• Problem
An exact transcription of each entry below is required, without any pictures.

(Stored records)
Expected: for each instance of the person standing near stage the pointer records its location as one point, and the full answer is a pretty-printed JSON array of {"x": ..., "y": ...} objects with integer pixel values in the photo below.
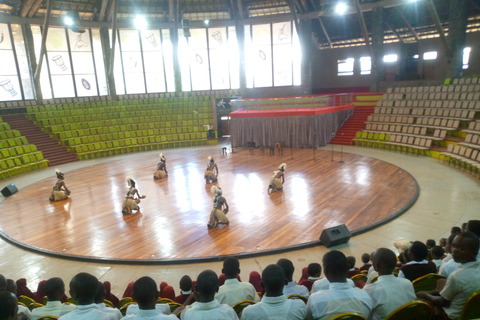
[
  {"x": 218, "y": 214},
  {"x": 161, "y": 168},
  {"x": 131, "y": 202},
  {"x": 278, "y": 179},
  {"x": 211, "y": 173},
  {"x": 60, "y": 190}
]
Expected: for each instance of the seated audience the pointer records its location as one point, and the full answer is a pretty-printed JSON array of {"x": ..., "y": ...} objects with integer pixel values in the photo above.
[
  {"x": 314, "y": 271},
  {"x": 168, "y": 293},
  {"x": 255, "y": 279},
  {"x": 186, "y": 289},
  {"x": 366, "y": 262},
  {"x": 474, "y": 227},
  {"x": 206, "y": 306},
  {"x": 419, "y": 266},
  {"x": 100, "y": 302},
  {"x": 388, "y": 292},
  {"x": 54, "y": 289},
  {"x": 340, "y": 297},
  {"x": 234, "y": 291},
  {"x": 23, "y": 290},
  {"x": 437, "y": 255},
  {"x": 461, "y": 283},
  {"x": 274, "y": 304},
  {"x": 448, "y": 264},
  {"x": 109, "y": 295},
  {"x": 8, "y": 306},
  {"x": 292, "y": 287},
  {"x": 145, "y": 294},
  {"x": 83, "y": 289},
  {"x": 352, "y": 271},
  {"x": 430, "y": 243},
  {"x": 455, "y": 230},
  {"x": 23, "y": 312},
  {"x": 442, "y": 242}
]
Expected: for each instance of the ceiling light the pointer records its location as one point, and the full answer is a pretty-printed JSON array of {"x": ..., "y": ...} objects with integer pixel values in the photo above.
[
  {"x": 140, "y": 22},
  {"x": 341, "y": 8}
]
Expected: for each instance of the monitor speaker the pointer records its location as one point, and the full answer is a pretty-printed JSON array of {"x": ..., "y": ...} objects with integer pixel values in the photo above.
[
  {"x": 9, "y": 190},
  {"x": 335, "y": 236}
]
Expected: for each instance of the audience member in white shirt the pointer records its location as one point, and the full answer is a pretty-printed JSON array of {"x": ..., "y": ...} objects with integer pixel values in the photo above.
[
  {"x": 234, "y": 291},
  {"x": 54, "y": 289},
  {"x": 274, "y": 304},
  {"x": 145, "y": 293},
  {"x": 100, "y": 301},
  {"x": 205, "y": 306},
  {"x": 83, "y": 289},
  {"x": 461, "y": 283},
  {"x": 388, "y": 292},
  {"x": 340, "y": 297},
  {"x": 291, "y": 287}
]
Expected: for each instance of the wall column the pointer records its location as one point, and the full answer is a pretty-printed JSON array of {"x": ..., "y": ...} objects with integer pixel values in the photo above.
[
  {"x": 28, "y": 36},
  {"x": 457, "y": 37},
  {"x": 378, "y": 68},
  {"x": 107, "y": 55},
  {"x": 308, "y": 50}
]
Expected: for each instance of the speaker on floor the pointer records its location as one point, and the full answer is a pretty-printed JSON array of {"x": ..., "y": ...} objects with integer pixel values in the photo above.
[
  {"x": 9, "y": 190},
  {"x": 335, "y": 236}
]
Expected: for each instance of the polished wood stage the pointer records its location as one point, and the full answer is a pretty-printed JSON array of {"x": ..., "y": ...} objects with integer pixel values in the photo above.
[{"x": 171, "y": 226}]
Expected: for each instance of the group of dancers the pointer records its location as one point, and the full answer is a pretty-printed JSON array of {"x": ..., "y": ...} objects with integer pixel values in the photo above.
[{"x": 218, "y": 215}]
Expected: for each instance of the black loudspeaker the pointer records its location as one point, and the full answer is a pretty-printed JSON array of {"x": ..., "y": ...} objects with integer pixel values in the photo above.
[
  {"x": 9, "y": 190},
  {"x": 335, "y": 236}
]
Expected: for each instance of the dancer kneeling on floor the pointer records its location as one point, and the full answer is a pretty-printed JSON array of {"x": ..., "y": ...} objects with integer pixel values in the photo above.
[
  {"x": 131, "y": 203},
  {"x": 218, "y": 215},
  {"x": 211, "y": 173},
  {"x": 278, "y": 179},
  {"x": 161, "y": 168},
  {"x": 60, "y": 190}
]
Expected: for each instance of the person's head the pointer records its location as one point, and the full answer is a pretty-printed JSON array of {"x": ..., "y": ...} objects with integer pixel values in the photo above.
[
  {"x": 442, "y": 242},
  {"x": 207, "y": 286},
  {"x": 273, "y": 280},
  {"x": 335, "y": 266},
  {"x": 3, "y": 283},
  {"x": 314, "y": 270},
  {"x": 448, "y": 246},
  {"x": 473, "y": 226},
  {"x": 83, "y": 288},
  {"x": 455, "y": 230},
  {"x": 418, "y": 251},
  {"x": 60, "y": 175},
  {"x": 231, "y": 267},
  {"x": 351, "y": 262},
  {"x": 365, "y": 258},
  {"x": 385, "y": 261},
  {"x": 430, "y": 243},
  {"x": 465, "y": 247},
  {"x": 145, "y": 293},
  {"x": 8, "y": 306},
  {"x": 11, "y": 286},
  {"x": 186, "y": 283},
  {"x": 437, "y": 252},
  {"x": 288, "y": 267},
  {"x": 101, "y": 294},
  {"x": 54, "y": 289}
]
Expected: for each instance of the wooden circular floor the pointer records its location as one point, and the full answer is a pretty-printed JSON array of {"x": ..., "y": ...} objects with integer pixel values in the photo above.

• Task answer
Expected: for each instance of the person standing near stage the pointer records its location as one point, and the full answer is a pretty-printed JSON array of {"x": ..., "y": ...} objects with integer pixel values in the photo below.
[
  {"x": 218, "y": 214},
  {"x": 161, "y": 168},
  {"x": 131, "y": 202},
  {"x": 278, "y": 179},
  {"x": 211, "y": 173},
  {"x": 60, "y": 190}
]
Expected: for each instance of the seated audience the pointer records its location as one point, and the full answer is a pretty-printed JSON array of {"x": ..., "y": ...} objects with integer pixel values in the photo above.
[
  {"x": 314, "y": 271},
  {"x": 168, "y": 293},
  {"x": 255, "y": 279},
  {"x": 186, "y": 289},
  {"x": 366, "y": 262},
  {"x": 474, "y": 227},
  {"x": 206, "y": 306},
  {"x": 419, "y": 266},
  {"x": 100, "y": 302},
  {"x": 388, "y": 292},
  {"x": 54, "y": 289},
  {"x": 340, "y": 297},
  {"x": 234, "y": 291},
  {"x": 23, "y": 290},
  {"x": 437, "y": 255},
  {"x": 461, "y": 283},
  {"x": 274, "y": 304},
  {"x": 448, "y": 264},
  {"x": 109, "y": 295},
  {"x": 8, "y": 306},
  {"x": 292, "y": 287},
  {"x": 145, "y": 294},
  {"x": 83, "y": 289},
  {"x": 352, "y": 271},
  {"x": 430, "y": 243},
  {"x": 455, "y": 230},
  {"x": 23, "y": 312},
  {"x": 442, "y": 242}
]
Expected: for each instance of the ceiling light the pointer records its location as one point, and the full answer is a pretty-printed JSON array of {"x": ..., "y": ...} objects with integer pixel values in the photo above.
[
  {"x": 140, "y": 22},
  {"x": 341, "y": 8}
]
Expected: for each instance of the monitor speaker the pointer records its location as one point, and the full answer is a pretty-printed JSON array of {"x": ..., "y": ...} objects with integer pixel values in the photo above.
[
  {"x": 9, "y": 190},
  {"x": 335, "y": 236}
]
Expected: for each instance of the audience member in white shirt the pointer records its location as one point, and the full answer is a pretty-printed JSON array of {"x": ..., "y": ...} objects with integer pixel values in the photo above.
[
  {"x": 234, "y": 291},
  {"x": 54, "y": 289},
  {"x": 274, "y": 304},
  {"x": 145, "y": 293},
  {"x": 100, "y": 301},
  {"x": 205, "y": 306},
  {"x": 83, "y": 289},
  {"x": 461, "y": 283},
  {"x": 388, "y": 292},
  {"x": 340, "y": 297},
  {"x": 291, "y": 287}
]
Expected: for each instance of the wall column the pointer records its location as one point, and the full answer is a pretty-printed JSON array of {"x": ..., "y": ...} objects with integer pixel values in the photo above.
[
  {"x": 28, "y": 36},
  {"x": 457, "y": 37},
  {"x": 378, "y": 68},
  {"x": 107, "y": 55},
  {"x": 308, "y": 50}
]
Expected: for each instance of the speaker on floor the pointer records its location as one point, and the full answer is a pretty-printed JSON array of {"x": ..., "y": ...} objects with integer pixel values in the photo above.
[
  {"x": 9, "y": 190},
  {"x": 335, "y": 236}
]
Expected: for each instance of the polished wood stage the pointer records its location as one point, and the full answer is a pretty-printed JSON array of {"x": ..., "y": ...} objects with integer pixel values in the photo above.
[{"x": 171, "y": 226}]
Expected: for each instance of the group of dancers the pointer records its location as one point, and the full answer is a pretty-printed JSON array of {"x": ..., "y": ...} objects with integer pixel values in the photo above.
[{"x": 218, "y": 215}]
Expected: for each instance of the black loudspeaker the pointer records its location as one point, and the full answer is a pretty-printed JSON array of {"x": ..., "y": ...} objects with integer pixel values in the photo above.
[
  {"x": 9, "y": 190},
  {"x": 335, "y": 236}
]
Expected: for each instance of the dancer kneeling on floor the pointer records its location as one point, and the full answer is a pretty-printed JSON array of {"x": ..., "y": ...} objects with integer pixel values in the photo above.
[
  {"x": 131, "y": 203},
  {"x": 218, "y": 215},
  {"x": 211, "y": 173},
  {"x": 278, "y": 179},
  {"x": 161, "y": 168},
  {"x": 60, "y": 190}
]
Expected: for each instance of the person's head the pointer records its location as one point, and the full answer is a pretty-printed JSON array of {"x": ..., "y": ...} objects with integer pixel values in the photo above.
[
  {"x": 442, "y": 242},
  {"x": 207, "y": 286},
  {"x": 273, "y": 280},
  {"x": 335, "y": 266},
  {"x": 3, "y": 283},
  {"x": 314, "y": 270},
  {"x": 448, "y": 246},
  {"x": 473, "y": 226},
  {"x": 83, "y": 288},
  {"x": 455, "y": 230},
  {"x": 418, "y": 251},
  {"x": 60, "y": 175},
  {"x": 231, "y": 267},
  {"x": 351, "y": 262},
  {"x": 365, "y": 258},
  {"x": 385, "y": 261},
  {"x": 430, "y": 243},
  {"x": 465, "y": 247},
  {"x": 145, "y": 293},
  {"x": 8, "y": 306},
  {"x": 11, "y": 286},
  {"x": 186, "y": 283},
  {"x": 437, "y": 252},
  {"x": 288, "y": 267},
  {"x": 101, "y": 294},
  {"x": 54, "y": 289}
]
Expected: for each instance of the wooden circular floor the pointer records its location as one point, and the full answer is a pretty-printed JSON array of {"x": ..., "y": ...} objects with integer pixel values in the photo above.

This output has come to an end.